== Text extract ==
When Dana Knudsen chose to leave her native California to come to Minnesota, she understood the reaction of the many friends who thought she must have lost her mind. A few years earlier, she would have felt the same way.
At age 18, the quintessential California girl could not fathom playing college volleyball outside of her home state. After three years at Santa Clara University, though, Knudsen had changed her outlook. "I needed to get out in the world and see things, be around different kinds of people,'' she said. "And Minnesota was a perfect fit.''
Knudsen committed last January to play her senior season with the Gophers. A few months later, she learned she wasn't alone; Santa Clara teammate Alexandra Palmer, also seeking a change of scenery, decided to join the Gophers as well. The two West Coast expatriates adapted without a hitch, becoming integral members of a Gophers team that will play Purdue on Friday in the NCAA tournament's round of 16.
The 6-3 Knudsen, a middle blocker, is among an array of powerful hitters who give the Gophers plenty of options on offense. Palmer, a 5-7 junior setter, is a gym rat whose skills and savvy have strengthened the Gophers' attack.
Among many new experiences this season -- including buying heavy sweaters -- none has been as gratifying as advancing to the NCAA regional semifinal in West Lafayette, Ind., where the winner of the Gophers-Purdue match will play Penn State or Kentucky on Saturday for a berth in the Final Four.

== Dataset entries ==
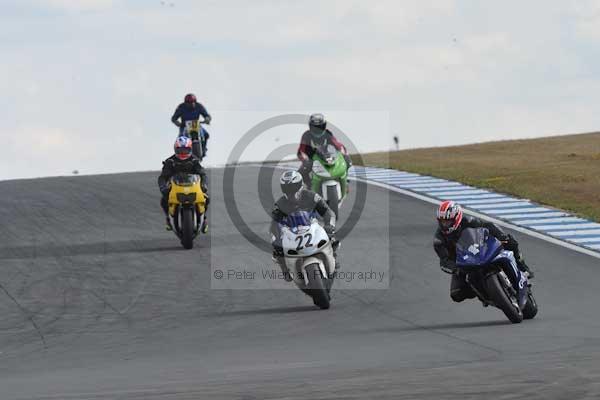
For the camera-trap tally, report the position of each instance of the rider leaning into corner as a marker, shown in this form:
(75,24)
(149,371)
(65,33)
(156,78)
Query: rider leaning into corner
(191,110)
(451,223)
(297,198)
(182,162)
(317,135)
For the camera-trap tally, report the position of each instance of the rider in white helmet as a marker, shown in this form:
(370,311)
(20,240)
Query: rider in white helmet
(297,198)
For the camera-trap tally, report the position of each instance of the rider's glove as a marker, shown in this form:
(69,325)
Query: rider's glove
(348,160)
(448,266)
(330,230)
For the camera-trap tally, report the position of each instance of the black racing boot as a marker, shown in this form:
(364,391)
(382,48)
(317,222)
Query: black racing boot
(525,268)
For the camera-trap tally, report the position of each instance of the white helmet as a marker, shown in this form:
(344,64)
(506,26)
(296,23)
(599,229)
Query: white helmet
(291,183)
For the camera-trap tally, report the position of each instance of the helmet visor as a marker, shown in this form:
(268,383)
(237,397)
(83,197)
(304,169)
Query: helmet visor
(290,189)
(446,224)
(183,152)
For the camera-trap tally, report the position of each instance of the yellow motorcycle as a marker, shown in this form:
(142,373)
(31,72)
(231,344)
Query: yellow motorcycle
(187,208)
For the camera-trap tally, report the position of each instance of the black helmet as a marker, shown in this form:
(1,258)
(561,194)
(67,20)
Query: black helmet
(291,183)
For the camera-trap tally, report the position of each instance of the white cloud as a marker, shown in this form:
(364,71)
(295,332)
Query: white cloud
(469,70)
(77,5)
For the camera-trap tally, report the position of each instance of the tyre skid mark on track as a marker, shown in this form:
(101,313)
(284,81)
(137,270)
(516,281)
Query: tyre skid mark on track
(422,327)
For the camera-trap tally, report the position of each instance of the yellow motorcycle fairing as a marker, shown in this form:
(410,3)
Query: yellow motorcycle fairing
(185,191)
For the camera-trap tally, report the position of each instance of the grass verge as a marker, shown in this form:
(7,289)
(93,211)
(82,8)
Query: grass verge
(561,171)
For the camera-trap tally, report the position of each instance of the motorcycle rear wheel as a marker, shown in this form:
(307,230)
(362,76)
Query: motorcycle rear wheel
(316,287)
(187,228)
(501,299)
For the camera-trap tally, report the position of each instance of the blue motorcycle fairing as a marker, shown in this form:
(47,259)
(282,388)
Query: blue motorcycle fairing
(477,248)
(519,280)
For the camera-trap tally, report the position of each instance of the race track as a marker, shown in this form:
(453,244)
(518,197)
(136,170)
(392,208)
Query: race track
(99,302)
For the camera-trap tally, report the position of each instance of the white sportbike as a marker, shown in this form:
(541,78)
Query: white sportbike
(308,255)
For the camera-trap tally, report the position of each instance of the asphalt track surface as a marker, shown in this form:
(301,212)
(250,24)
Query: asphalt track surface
(99,302)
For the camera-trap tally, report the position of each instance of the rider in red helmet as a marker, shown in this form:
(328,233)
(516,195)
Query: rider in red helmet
(451,222)
(191,110)
(182,162)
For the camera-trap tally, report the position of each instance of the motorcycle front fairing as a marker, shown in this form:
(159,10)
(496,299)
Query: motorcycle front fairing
(305,242)
(329,169)
(477,249)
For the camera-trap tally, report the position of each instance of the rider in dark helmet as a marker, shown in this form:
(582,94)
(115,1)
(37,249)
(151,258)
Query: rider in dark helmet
(451,223)
(183,161)
(297,198)
(191,110)
(316,135)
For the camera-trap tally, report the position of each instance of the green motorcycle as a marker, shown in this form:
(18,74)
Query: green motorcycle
(329,176)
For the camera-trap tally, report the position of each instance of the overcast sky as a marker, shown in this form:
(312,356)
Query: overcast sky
(91,84)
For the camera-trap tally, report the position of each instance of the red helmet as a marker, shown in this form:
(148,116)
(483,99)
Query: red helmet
(449,216)
(183,147)
(189,98)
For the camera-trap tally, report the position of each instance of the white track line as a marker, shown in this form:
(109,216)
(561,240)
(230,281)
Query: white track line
(533,212)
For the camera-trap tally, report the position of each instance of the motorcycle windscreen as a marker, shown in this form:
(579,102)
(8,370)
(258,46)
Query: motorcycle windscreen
(476,247)
(185,179)
(299,219)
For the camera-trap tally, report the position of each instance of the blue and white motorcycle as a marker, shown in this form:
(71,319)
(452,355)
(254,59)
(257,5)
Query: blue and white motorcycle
(308,256)
(493,275)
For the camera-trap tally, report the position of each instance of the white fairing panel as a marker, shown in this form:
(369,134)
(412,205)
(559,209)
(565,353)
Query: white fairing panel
(303,241)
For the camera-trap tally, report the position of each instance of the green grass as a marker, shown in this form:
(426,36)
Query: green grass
(562,171)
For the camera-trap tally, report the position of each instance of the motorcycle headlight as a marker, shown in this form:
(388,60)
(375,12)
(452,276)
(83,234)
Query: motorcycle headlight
(184,198)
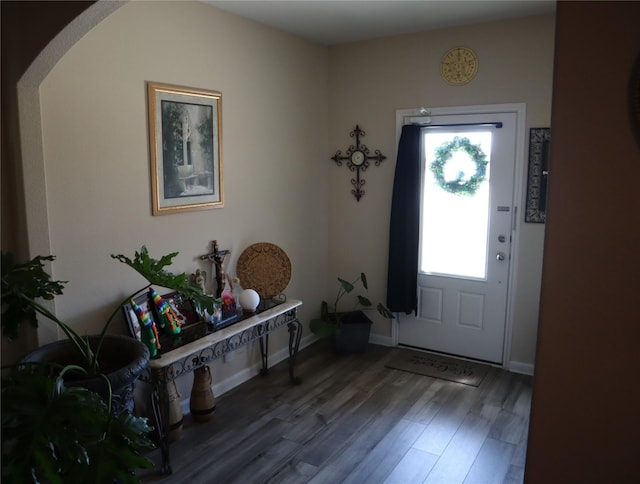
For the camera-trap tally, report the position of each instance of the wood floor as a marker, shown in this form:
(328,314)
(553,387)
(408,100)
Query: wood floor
(352,420)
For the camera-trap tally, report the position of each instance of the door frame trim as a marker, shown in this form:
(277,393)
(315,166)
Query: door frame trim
(520,109)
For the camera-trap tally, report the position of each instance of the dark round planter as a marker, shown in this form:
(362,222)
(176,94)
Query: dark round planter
(352,336)
(122,359)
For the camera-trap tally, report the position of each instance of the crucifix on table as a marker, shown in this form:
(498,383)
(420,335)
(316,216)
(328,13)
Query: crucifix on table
(216,257)
(357,158)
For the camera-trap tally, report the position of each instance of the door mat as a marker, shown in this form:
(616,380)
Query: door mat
(437,366)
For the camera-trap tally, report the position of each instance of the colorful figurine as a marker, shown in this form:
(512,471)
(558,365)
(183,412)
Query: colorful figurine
(148,331)
(170,320)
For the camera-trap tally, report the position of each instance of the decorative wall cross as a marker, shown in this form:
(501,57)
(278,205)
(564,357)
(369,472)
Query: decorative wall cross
(216,257)
(357,158)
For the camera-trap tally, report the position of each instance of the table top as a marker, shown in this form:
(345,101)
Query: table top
(211,339)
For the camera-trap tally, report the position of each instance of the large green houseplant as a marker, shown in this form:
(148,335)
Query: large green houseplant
(341,326)
(55,428)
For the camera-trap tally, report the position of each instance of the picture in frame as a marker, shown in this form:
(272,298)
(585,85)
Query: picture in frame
(132,322)
(182,306)
(536,208)
(185,147)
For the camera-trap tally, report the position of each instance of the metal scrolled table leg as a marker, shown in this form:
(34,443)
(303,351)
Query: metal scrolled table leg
(295,334)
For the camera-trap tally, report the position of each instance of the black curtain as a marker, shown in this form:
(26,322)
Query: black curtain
(402,278)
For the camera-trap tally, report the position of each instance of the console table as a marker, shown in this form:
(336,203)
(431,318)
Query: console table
(186,358)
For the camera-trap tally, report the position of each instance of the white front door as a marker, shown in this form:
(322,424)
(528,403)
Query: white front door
(466,236)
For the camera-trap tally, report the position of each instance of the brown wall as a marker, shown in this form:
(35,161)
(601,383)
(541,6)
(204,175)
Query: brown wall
(585,422)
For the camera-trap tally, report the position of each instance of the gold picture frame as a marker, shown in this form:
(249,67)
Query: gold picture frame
(185,148)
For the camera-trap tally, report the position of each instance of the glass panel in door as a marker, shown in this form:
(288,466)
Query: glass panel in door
(455,210)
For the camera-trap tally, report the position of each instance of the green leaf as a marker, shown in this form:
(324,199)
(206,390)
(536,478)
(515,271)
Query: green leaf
(54,433)
(364,301)
(21,285)
(153,271)
(363,278)
(346,285)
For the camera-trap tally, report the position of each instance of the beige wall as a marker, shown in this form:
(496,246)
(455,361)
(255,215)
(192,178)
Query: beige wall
(370,80)
(274,138)
(287,106)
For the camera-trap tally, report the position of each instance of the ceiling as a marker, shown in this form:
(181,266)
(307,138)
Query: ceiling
(330,22)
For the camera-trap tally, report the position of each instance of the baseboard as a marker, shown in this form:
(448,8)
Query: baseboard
(220,388)
(378,339)
(519,367)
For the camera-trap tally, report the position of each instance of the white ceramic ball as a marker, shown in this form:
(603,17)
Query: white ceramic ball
(249,300)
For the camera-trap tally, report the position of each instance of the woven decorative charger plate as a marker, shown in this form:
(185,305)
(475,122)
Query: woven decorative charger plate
(265,268)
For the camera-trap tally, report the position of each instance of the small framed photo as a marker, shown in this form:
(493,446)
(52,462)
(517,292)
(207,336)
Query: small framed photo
(144,303)
(185,147)
(182,307)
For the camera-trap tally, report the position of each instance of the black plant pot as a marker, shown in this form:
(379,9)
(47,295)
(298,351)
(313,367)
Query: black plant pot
(352,334)
(122,359)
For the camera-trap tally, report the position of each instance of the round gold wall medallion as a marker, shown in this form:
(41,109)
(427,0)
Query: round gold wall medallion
(459,66)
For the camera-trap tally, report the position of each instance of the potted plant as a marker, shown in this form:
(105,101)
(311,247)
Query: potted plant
(349,330)
(75,379)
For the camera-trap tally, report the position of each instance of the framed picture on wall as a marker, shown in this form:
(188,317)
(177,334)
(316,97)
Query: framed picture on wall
(185,127)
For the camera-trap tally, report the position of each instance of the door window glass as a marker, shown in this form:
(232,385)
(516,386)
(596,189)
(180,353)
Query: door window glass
(455,209)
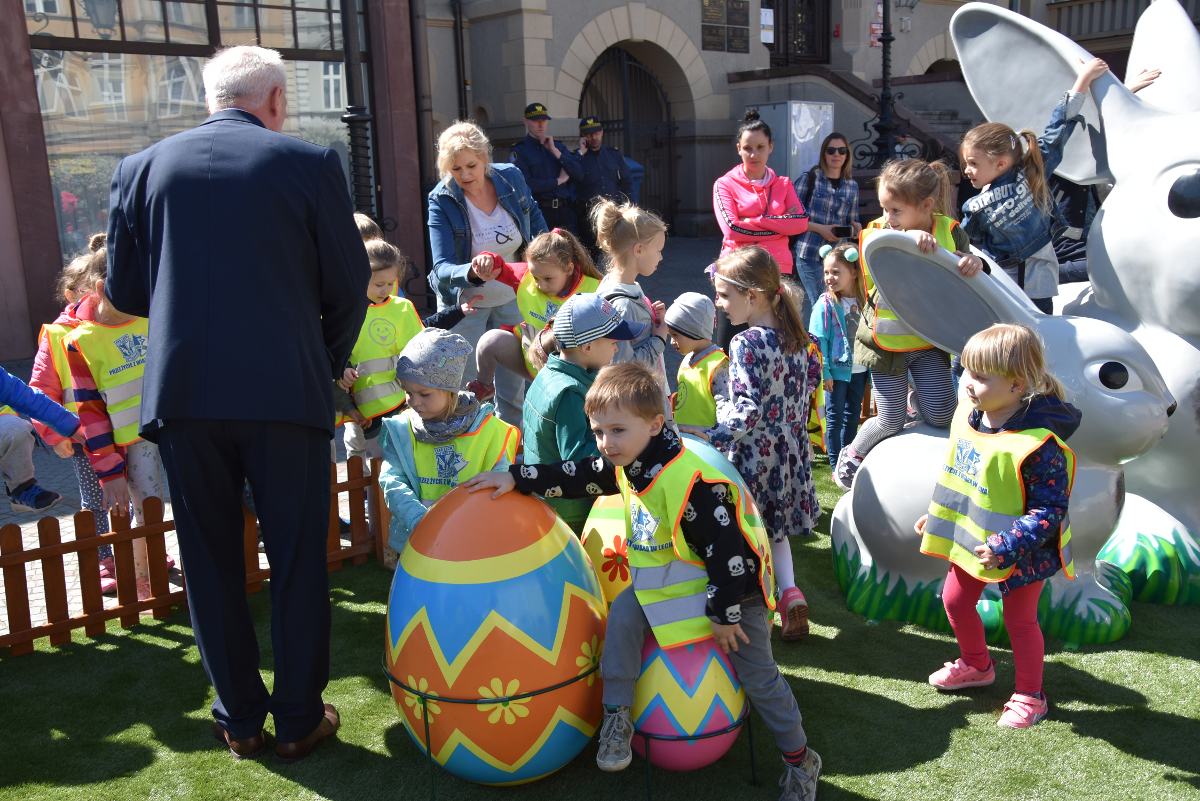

== Written task A ==
According to the volleyball article, which team will the Gophers face on Friday in the NCAA tournament's round of 16?
== Written task B ==
Extend the volleyball article from where it stops.

== Task output A ==
Purdue.

== Task output B ==
"Palmer and I both wanted to be great players, and we wanted to win a national championship,'' said Knudsen, from Sacramento, Calif. "In the last year of my college career, I wanted to go out with everything I had. This has been a great experience.''
Palmer hasn't even had time to miss the beach, where she went every day. A native of Laguna Beach, Calif., she averages 10.01 assists per set, ranking eighth in the Big Ten. Her setting has propelled the Gophers to a .301 hitting percentage, fifth-best mark in the nation.
Knudsen is hitting .403 this season and averages 0.89 blocks per set, both second best on the team. She shined in the Gophers' first- and second-round NCAA victories over Liberty and Creighton last weekend, matching her season high with 11 kills and had five blocks against Creighton.
Though Knudsen made the all-West Coast Conference team last season as a junior at Santa Clara, she had developed a desire for travel and adventure. Knudsen, who is pursuing a master's degree in sports administration, said Minnesota offered the ideal combination of academics and athletics. During a campus visit, she clicked with the players and the coaches, but Laura Bush, interim head coach at the time, offered no promises regarding her role.
That was fine with Knudsen, who was looking for coaches who would push her to improve.
Palmer also came in with no assurances and felt the same way.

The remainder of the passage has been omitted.